-- Begin ENTRIES SUPPLIED --

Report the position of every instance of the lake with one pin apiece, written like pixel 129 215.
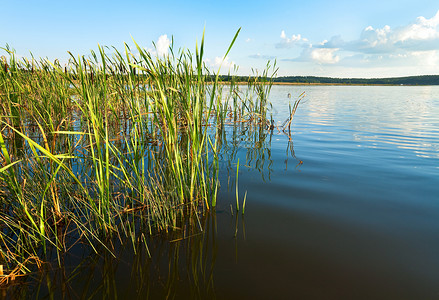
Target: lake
pixel 346 207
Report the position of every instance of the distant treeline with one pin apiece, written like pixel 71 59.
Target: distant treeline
pixel 411 80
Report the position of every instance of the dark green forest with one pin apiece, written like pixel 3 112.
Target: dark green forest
pixel 410 80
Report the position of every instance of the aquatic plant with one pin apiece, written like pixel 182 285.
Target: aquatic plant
pixel 122 145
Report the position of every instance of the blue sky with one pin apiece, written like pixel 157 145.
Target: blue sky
pixel 323 38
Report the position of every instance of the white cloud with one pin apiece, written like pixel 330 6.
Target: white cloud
pixel 414 46
pixel 162 45
pixel 218 61
pixel 325 55
pixel 287 42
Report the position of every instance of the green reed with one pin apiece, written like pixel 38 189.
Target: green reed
pixel 118 145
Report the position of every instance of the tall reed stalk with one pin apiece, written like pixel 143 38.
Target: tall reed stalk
pixel 112 146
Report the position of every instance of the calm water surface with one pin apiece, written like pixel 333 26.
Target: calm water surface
pixel 348 208
pixel 358 218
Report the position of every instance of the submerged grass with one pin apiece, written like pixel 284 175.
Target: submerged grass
pixel 120 146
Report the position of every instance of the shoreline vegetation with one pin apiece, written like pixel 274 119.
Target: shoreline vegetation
pixel 118 147
pixel 315 80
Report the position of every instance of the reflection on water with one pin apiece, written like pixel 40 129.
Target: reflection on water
pixel 346 207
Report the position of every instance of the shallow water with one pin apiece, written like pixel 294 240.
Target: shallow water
pixel 345 208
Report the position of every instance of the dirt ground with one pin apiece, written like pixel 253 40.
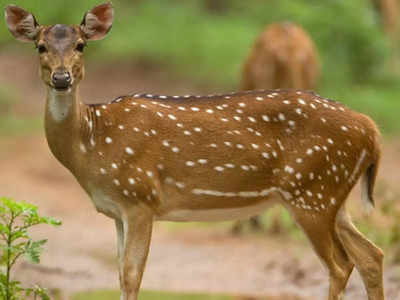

-- End ENTRIES SUPPLIED --

**WHAT IS NEEDED:** Extract the lines of the material starting at the one containing "Report the position of every instance of the distant" and ending at the one containing "pixel 112 146", and repeat them exactly, including both of those lines.

**COMPLETED EXERCISE:**
Report the position of every instance of the distant treeline with one pin apiece, written like pixel 71 59.
Target: distant treeline
pixel 411 80
Report the position of every instance of the dark green forest with one pin apiece, written like pixel 3 112.
Target: dark green forest
pixel 410 80
Report the position of every instance of the aquatic plant with one pin apiece, written like pixel 182 285.
Target: aquatic plant
pixel 122 145
Report the position of every instance of the blue sky with one pin apiece, written like pixel 157 145.
Target: blue sky
pixel 323 38
Report the position of every instance of the white cloud with one pin apiece, written like pixel 330 6.
Target: white cloud
pixel 414 46
pixel 162 45
pixel 218 61
pixel 325 55
pixel 287 42
Report the position of every instance of the green reed with one pin apiece, written like pixel 38 189.
Target: green reed
pixel 118 145
Report the position of every instance of the tall reed stalk with one pin apiece, written like pixel 143 38.
Target: tall reed stalk
pixel 112 146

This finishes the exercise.